→ **Source material**
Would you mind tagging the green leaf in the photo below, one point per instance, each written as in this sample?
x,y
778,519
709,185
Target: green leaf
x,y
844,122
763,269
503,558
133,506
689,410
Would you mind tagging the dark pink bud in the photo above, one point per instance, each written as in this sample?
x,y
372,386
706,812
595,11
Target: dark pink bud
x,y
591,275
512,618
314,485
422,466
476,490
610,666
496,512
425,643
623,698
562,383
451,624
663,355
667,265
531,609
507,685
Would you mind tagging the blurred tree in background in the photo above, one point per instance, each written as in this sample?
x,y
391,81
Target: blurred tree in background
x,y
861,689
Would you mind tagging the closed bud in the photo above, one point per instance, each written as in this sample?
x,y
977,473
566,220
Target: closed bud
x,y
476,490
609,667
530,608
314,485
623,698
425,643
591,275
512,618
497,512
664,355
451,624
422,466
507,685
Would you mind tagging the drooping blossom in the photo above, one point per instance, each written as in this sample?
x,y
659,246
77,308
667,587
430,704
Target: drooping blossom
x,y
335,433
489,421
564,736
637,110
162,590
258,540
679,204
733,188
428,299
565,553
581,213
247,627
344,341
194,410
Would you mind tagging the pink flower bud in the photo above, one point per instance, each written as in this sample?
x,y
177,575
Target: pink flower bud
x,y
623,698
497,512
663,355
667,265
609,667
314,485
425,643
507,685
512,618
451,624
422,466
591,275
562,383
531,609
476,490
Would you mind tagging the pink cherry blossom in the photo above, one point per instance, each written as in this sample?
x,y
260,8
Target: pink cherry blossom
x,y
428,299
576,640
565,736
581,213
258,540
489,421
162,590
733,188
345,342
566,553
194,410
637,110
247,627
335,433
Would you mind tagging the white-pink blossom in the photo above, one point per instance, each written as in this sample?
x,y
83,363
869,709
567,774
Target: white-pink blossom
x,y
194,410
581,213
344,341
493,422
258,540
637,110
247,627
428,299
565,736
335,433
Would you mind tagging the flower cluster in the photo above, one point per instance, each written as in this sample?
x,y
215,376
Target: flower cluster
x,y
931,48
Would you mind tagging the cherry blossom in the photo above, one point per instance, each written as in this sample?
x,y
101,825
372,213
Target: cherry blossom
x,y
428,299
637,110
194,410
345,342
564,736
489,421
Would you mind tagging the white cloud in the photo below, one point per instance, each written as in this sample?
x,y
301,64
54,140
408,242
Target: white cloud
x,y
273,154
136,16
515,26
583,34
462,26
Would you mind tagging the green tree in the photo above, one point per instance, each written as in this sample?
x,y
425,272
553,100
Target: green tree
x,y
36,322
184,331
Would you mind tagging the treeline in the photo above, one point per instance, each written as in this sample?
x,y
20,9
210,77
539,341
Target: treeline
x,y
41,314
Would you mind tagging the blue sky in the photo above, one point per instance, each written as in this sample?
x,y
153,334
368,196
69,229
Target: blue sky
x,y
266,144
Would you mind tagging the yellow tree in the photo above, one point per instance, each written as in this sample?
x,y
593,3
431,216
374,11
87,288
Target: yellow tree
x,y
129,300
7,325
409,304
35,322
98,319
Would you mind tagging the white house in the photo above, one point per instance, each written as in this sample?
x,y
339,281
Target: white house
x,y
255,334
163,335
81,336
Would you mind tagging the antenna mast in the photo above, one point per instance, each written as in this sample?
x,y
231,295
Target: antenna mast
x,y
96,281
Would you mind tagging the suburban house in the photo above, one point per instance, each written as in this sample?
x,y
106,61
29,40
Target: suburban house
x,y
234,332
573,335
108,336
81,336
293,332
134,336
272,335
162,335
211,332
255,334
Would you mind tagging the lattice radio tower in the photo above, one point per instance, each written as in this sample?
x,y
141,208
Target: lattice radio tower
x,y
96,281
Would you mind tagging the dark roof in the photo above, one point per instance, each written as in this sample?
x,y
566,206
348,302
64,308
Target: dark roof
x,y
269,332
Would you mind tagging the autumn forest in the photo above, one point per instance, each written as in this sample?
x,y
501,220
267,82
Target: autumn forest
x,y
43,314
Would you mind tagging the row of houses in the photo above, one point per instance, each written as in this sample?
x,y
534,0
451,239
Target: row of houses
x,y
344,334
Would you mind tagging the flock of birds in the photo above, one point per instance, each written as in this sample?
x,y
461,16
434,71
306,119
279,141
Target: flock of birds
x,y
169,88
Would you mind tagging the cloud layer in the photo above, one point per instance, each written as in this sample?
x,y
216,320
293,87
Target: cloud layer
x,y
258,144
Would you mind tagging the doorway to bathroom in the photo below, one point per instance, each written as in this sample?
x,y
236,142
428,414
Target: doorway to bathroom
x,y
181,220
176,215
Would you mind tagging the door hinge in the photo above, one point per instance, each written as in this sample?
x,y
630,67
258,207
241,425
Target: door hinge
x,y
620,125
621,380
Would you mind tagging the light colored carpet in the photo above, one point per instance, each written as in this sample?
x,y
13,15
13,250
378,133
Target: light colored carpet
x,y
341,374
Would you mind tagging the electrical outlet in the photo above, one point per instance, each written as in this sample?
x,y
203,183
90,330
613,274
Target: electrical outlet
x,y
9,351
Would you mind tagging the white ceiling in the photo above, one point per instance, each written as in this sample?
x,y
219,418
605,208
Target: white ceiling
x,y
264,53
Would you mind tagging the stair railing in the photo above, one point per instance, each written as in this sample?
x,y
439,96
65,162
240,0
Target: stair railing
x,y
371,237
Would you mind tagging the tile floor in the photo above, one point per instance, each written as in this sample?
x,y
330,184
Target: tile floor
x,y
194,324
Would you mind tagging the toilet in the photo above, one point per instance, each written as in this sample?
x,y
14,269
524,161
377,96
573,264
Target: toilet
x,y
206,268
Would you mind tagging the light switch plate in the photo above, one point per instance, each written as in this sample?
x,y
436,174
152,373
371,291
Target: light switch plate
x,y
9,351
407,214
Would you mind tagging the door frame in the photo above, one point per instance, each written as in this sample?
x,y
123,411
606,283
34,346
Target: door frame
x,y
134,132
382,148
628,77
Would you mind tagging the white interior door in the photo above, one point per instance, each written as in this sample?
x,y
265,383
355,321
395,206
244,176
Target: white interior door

→ **Exercise**
Using the material above, reproduce exactly the line that contains "Would you mind tagging the cloud" and all lines after it through the last one, and only those.

→ **Expected answer**
Would you mind tagging the cloud layer in the photo above, one point per instance, each written as in this sample?
x,y
216,320
293,87
Target: cloud layer
x,y
258,144
Would you mind tagging the doorway to bathroom in the photo below, one point per instance, each written as in this sample?
x,y
236,142
428,414
Target: doorway to bathroom
x,y
181,220
176,215
Would you mind tagging the door hinge in the photo above, one point per instance, each written as in this sample?
x,y
630,67
258,207
241,425
Target: door hinge
x,y
620,125
621,380
Would you mind tagging the light colored carpet in the photo above, one point per instance, each written as in this sample?
x,y
13,15
13,250
378,133
Target: light colored carpet
x,y
341,374
Would you mind tagging the electrical outlet in the photo above, one point per instance, each written as in this sample?
x,y
203,183
90,330
613,274
Target: electrical outlet
x,y
9,351
Would you mind tagging the white ceiling in the photo above, one point per instance, each written as in this sample?
x,y
219,418
605,208
Target: white ceiling
x,y
264,53
Would you mind tagging the stair railing in the photo above, one point per instance, each written as in this sample?
x,y
439,96
65,162
240,0
Target: stair railing
x,y
371,237
Would you mind tagging the tile floor in the photo above, one point per instance, each written as in this sample?
x,y
330,184
Target: tile floor
x,y
194,324
Would you mind tagging the toilet in the photo above, one point per instance, each written as in this sample?
x,y
14,269
524,161
377,96
573,264
Target: toilet
x,y
206,268
Would you mind tagging the light switch plate in the photo above, one point per instance, each written as in this sample?
x,y
436,174
152,373
371,291
Target: light switch plate
x,y
9,351
407,214
Would you mind tagging the door frame in the photo above, one point per instance, each written as in this sample?
x,y
123,411
606,283
34,346
Target: door frame
x,y
134,132
382,148
628,77
Would you mind tagging the white interior door in the photo above, one point per instance, each written as in this sample?
x,y
265,383
355,321
395,206
244,176
Target: white interior door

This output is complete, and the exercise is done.